- [To do]
Copy out the data below with every "Retail shelf audit" swapped for "Store shelf check", leaving everything else unchanged.

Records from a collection
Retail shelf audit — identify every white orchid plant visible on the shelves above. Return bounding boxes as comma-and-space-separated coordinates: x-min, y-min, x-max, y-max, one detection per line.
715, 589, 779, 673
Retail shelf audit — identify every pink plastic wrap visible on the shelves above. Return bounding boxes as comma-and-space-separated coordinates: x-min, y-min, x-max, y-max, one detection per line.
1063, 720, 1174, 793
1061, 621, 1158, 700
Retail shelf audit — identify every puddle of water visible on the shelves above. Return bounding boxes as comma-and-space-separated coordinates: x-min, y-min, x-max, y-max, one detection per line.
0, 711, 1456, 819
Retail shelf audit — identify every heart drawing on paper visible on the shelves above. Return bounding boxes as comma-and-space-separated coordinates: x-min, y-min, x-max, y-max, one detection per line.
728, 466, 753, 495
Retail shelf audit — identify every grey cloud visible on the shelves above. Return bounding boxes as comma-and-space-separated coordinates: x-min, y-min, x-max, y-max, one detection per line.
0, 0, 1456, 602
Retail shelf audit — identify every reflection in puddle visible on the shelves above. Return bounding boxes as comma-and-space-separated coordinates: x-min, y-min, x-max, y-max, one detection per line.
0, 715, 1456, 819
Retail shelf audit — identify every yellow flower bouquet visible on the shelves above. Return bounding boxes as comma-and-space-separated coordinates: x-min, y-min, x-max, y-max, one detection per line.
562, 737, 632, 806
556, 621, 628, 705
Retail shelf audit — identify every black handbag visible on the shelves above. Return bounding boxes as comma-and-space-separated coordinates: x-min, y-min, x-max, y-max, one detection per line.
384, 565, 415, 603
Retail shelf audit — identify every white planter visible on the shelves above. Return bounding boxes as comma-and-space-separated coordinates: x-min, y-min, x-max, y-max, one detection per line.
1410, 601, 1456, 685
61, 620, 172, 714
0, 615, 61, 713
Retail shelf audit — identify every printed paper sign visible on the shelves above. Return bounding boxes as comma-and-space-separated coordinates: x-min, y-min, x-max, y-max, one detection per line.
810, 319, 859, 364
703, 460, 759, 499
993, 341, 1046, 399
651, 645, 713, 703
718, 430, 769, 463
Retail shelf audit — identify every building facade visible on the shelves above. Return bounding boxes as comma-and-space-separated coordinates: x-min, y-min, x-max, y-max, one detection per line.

- [Solution]
Store shelf check — identify every white orchid plant visible on the shelves above. Return bounding boxes as comma-and-space-separated coordinates: x-min, y-min, x-max, y-max, one detection per line.
715, 589, 779, 673
Store shelf check — identify every pink plastic wrap visible on the shelves above. Return bounding boxes as comma-and-space-separated coordinates: x-min, y-min, x-max, y-max, one detection per line.
1063, 720, 1174, 793
1061, 621, 1158, 700
Store shelf check — identify every puddle of water visible on the shelves above. Return bounding boxes as comma-and-space-separated coordinates: x-min, y-min, x-max, y-max, one detection per line.
0, 711, 1456, 819
Store shelf check — identify every heart drawing on paper visible on the shelves above. Return bounding boxes as comma-and-space-separated coordinates: x-min, y-min, x-max, y-max, one detection per line.
728, 466, 753, 495
Store shelf check — identify every grey cloud visible on the shelves above. Return bounding boxes as comma-and-space-separated coordinates: x-min, y-min, x-max, y-max, one detection per line.
0, 0, 1456, 602
Store shelf check — identify every reflection in puddle visible on the shelves above. Return bounding boxes as comma-and-space-separated coordinates: x-min, y-min, x-max, y-max, one detection per line.
0, 715, 1456, 819
Store shelf check — identify every yellow flower bouquet visible on the shelves above. Return bounding boxes as comma-and-space-separated coordinates: x-min, y-min, x-max, y-max, one detection per line.
562, 737, 632, 806
556, 621, 628, 705
Store shelf check — identify every black handbag visible on the shelves above. Return bounding boxes as comma-and-space-separated coordinates: x-min, y-min, x-max, y-max, one detection per line.
384, 565, 415, 603
Store shelf check — identify every white planter visible on the shelves above. Return bounding boxes as comma-and-space-separated coordinates: x-min, y-min, x-max, y-max, one detection per line.
1410, 601, 1456, 685
61, 620, 172, 714
0, 615, 61, 713
Store shelf check — identify every printed paper sign visible on the shelves above. Return bounding boxes as comma-and-space-separated coordinates: x-min, y-min, x-max, y-max, one detection per line.
810, 319, 859, 364
703, 460, 759, 499
993, 341, 1046, 399
651, 645, 713, 703
718, 430, 769, 463
Store shelf check — identify every building facade visible on the shelves above. Return bounding boxes as comma-and-space-separated coordinates: x-min, y-min, x-max, y-max, one detection per line.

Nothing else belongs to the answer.